Dataset items:
** begin **
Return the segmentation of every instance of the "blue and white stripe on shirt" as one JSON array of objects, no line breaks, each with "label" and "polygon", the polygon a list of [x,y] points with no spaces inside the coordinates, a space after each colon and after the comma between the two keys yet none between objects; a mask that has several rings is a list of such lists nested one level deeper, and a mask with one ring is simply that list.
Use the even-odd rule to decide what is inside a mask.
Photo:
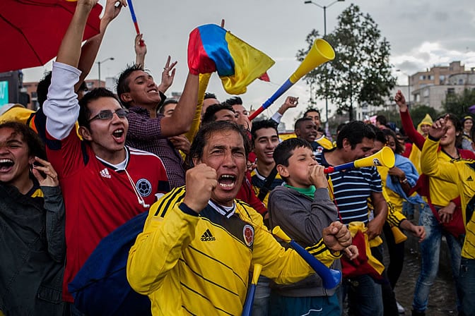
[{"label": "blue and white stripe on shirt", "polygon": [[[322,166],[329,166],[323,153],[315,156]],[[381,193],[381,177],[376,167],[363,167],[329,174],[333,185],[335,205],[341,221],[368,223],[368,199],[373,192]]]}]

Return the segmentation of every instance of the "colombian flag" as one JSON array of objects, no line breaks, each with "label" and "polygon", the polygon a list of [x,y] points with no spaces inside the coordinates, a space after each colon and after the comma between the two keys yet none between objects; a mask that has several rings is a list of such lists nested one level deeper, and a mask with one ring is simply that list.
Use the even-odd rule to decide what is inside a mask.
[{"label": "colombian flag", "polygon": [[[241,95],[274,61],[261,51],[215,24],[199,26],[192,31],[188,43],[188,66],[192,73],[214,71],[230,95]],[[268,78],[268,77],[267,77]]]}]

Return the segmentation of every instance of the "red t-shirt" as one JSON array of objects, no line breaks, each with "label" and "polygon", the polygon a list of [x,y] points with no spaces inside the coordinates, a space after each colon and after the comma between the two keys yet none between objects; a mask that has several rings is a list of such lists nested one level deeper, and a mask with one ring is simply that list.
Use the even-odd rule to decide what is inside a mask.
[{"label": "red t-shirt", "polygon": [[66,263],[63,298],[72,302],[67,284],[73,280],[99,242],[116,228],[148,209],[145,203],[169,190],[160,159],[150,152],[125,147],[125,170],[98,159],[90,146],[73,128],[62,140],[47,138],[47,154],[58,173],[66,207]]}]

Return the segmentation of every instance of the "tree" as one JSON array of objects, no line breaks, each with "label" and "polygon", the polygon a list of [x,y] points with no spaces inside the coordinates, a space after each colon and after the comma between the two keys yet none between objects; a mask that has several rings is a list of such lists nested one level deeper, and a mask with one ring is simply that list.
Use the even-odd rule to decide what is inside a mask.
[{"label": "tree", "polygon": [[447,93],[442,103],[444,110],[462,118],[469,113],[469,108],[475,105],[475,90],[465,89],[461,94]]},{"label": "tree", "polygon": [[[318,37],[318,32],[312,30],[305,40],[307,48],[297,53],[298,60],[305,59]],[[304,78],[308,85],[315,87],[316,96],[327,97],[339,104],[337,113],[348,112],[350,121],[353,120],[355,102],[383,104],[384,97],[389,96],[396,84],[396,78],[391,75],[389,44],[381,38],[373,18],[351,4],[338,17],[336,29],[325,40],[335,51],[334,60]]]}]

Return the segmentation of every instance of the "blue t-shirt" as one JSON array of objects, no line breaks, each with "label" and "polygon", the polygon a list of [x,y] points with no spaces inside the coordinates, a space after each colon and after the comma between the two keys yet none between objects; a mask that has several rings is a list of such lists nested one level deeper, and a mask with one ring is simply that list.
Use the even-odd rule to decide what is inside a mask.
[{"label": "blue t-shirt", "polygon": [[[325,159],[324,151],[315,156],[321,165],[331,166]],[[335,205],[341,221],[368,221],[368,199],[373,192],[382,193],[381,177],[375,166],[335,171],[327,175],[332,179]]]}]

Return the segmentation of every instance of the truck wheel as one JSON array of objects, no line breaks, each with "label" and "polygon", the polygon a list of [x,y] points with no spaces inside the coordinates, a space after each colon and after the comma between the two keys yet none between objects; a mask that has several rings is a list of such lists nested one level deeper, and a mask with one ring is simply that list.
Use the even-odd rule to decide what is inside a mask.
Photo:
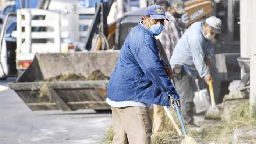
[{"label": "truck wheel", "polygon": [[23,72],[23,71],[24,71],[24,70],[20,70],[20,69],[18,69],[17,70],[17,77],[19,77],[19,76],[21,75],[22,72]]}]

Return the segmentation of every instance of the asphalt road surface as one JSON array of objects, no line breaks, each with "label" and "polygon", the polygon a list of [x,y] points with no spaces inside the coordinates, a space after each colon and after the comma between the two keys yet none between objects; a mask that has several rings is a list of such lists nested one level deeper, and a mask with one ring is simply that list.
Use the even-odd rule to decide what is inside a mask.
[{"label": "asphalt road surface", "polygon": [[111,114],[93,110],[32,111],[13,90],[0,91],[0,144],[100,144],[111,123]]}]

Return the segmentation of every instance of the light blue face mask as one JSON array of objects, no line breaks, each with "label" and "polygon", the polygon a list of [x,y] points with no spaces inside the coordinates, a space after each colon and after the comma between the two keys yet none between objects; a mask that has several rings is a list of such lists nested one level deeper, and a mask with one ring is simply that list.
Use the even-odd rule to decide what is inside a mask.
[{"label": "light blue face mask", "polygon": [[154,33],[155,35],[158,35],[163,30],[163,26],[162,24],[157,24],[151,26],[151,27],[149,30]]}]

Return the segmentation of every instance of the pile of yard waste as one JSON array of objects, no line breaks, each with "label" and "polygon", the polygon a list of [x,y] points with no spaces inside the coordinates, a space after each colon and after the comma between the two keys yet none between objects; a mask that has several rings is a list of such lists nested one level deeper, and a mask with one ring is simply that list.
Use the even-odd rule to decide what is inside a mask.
** end **
[WHAT THIS TASK INVOLVES]:
Please reproduce word for word the lines of the records from the one containing "Return the segmentation of every instance of the pile" through the end of the records, both ends included.

[REPLY TO THE TASK]:
Return the segmentation of every instance of the pile of yard waste as one JSON array of objects, no line breaks, each with "label" and "polygon", the polygon a list of [x,y] points with no spaces inside the coordinates, a space after each colon and after the comma between the two keys yet none between objects; a mask that has several rings is a list of such lists nested one level deeper, and a mask with one ring is simply that list.
Use the even-odd rule to decide what is inside a mask.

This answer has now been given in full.